> _THE EXERCISE_:
Print the stretch from the line containing "# trace the outline of every instance of the arrow" through the line containing "130), (259, 136)]", both included, reproducing each line without any change.

BEGIN STORED DATA

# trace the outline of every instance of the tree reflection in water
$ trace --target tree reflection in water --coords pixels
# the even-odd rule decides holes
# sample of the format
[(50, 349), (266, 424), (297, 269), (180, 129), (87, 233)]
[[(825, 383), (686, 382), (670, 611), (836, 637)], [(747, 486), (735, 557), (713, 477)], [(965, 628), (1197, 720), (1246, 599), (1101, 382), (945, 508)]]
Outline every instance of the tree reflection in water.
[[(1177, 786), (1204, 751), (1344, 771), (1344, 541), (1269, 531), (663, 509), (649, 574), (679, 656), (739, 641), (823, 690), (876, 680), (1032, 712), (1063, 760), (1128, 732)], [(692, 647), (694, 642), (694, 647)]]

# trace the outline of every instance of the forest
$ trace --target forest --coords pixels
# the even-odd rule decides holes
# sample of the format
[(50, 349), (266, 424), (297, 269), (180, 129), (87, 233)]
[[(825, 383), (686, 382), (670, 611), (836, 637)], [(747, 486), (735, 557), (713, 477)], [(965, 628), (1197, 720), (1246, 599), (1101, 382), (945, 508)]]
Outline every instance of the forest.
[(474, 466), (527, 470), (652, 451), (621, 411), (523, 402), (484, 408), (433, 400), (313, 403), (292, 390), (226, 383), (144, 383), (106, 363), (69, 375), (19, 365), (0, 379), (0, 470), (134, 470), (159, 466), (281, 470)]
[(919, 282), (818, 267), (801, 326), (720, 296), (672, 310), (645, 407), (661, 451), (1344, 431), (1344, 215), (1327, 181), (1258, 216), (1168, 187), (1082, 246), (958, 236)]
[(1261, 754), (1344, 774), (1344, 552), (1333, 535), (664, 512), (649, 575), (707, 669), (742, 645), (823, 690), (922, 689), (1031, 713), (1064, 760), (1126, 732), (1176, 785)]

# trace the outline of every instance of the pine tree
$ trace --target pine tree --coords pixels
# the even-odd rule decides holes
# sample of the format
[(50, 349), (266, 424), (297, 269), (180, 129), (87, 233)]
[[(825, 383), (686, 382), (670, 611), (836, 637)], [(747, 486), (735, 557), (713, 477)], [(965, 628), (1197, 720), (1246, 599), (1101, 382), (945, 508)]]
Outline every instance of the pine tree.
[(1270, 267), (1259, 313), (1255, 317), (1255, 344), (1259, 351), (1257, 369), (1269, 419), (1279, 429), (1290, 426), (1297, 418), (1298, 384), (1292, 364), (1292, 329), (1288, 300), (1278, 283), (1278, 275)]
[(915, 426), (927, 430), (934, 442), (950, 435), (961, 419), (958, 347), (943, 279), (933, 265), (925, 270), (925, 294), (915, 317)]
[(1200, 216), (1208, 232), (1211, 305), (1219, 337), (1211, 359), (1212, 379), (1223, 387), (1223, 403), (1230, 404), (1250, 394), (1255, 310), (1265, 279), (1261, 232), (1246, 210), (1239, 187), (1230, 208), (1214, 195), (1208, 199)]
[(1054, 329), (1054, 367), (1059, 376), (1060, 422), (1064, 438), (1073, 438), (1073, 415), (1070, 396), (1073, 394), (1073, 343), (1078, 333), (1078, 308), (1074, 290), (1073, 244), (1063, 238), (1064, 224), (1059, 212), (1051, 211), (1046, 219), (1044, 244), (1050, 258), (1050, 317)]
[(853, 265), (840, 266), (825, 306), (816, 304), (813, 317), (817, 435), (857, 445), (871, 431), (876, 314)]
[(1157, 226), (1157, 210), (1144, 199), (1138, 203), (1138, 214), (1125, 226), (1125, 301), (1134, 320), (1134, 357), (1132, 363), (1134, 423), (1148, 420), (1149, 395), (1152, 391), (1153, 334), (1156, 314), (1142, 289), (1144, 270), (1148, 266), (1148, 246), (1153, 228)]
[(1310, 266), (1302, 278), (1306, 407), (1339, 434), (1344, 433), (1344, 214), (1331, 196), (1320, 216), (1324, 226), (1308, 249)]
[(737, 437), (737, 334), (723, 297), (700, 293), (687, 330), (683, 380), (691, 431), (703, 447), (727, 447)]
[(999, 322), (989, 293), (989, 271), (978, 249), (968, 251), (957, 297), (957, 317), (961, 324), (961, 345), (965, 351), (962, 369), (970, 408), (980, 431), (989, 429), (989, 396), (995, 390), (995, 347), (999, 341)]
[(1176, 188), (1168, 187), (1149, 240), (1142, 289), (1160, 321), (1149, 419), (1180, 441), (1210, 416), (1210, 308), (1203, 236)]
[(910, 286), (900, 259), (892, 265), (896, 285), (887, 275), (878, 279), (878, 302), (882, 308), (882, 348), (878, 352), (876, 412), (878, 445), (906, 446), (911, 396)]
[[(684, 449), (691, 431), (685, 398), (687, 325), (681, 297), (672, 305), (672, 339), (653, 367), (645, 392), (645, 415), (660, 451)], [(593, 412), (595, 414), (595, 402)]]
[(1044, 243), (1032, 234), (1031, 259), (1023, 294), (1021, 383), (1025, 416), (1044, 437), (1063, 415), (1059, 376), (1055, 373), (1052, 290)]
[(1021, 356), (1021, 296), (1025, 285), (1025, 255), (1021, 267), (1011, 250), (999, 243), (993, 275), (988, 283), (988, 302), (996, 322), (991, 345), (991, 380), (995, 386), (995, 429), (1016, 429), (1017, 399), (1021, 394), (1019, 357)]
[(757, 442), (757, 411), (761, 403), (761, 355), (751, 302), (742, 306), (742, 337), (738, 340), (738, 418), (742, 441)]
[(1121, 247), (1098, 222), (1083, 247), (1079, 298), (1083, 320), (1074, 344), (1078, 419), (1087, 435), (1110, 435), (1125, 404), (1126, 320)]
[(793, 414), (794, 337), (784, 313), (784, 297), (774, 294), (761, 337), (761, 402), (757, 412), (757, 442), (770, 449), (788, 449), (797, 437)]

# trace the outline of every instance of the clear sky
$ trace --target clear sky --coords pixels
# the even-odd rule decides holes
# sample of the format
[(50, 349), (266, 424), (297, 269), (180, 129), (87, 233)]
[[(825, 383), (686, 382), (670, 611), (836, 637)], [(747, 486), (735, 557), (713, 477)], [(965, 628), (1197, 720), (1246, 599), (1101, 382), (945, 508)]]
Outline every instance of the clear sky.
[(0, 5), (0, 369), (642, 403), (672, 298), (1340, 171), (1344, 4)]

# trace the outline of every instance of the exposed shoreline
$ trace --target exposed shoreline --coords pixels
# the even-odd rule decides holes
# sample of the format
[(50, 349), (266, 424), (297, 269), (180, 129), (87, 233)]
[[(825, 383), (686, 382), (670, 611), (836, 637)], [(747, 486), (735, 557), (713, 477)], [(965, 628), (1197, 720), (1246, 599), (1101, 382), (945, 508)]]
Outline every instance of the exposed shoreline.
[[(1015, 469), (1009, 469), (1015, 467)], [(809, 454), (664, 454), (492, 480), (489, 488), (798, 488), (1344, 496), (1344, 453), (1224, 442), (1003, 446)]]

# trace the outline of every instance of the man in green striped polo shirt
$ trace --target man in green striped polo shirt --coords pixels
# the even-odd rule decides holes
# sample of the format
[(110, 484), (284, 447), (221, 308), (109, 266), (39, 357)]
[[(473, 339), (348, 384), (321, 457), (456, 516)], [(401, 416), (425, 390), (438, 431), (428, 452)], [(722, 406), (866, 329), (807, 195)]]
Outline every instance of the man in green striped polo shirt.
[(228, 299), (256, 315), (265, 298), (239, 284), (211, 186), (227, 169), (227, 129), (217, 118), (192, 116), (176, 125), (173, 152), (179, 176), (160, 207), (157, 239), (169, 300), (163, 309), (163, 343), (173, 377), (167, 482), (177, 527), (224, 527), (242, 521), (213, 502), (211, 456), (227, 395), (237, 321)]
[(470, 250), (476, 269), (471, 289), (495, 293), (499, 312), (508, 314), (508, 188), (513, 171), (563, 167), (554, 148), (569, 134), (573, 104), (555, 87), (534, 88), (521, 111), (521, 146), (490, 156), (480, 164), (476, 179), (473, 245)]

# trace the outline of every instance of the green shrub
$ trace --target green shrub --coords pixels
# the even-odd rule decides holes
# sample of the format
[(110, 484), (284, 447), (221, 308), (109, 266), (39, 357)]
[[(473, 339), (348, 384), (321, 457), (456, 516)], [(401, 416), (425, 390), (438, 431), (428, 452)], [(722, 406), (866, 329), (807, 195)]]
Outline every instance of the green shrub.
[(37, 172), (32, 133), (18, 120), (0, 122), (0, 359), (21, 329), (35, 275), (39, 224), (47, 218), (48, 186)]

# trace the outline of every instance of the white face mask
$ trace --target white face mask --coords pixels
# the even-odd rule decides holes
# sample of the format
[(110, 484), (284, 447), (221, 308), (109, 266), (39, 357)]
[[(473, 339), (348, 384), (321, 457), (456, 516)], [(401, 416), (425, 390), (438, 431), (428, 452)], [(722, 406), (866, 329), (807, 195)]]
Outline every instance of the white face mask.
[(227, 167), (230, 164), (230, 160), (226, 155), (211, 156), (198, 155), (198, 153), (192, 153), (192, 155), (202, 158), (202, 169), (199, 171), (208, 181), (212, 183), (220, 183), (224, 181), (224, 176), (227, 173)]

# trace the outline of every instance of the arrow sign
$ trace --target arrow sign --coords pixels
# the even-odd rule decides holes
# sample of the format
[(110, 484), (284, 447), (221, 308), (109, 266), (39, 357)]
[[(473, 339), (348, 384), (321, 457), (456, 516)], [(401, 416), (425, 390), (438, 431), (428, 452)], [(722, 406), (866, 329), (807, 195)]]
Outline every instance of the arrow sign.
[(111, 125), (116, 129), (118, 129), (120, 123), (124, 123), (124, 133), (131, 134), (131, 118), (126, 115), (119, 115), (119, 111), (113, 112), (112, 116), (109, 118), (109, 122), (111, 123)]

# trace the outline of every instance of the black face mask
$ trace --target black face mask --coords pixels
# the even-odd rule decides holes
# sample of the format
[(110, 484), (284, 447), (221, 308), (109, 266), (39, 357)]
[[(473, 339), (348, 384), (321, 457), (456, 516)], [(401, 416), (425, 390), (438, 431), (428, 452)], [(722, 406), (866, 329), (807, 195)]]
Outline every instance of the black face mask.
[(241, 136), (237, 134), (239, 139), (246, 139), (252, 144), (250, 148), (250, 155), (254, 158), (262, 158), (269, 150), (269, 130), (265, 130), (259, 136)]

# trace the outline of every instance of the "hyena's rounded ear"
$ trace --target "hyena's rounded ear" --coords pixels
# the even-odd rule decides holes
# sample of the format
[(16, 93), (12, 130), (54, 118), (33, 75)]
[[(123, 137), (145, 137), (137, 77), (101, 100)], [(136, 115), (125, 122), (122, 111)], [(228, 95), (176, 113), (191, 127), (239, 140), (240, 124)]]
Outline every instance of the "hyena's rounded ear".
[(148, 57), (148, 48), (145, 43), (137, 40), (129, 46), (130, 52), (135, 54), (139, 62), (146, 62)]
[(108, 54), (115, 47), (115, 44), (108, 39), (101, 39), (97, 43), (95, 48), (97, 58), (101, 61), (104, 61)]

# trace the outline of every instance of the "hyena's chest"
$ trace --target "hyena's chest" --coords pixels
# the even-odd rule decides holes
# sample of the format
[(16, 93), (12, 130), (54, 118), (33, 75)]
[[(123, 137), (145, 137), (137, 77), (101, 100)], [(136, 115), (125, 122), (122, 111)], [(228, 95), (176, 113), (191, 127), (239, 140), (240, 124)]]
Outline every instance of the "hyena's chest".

END STORED DATA

> _REPLY_:
# trace the outline of every instance of the arrow sign
$ trace --target arrow sign --coords pixels
# the even-odd rule decides holes
# sample of the format
[(110, 484), (284, 447), (221, 308), (109, 266), (39, 357)]
[[(473, 339), (348, 384), (321, 457), (456, 516)], [(401, 416), (425, 390), (438, 431), (428, 452)], [(722, 406), (866, 329), (807, 195)]]
Outline every instance of the arrow sign.
[(111, 125), (116, 129), (118, 129), (120, 123), (124, 123), (124, 133), (131, 134), (131, 118), (126, 115), (119, 115), (119, 111), (113, 112), (112, 116), (109, 118), (109, 122), (111, 123)]

# trace the outline of every instance of the black face mask
$ trace --target black face mask --coords pixels
# the even-odd rule decides holes
# sample of the format
[(110, 484), (284, 447), (221, 308), (109, 266), (39, 357)]
[[(473, 339), (348, 384), (321, 457), (456, 516)], [(401, 416), (425, 390), (438, 431), (428, 452)], [(722, 406), (866, 329), (807, 195)]]
Outline every instance of the black face mask.
[(241, 136), (237, 134), (239, 139), (246, 139), (252, 144), (250, 148), (250, 155), (254, 158), (262, 158), (269, 150), (269, 130), (265, 130), (259, 136)]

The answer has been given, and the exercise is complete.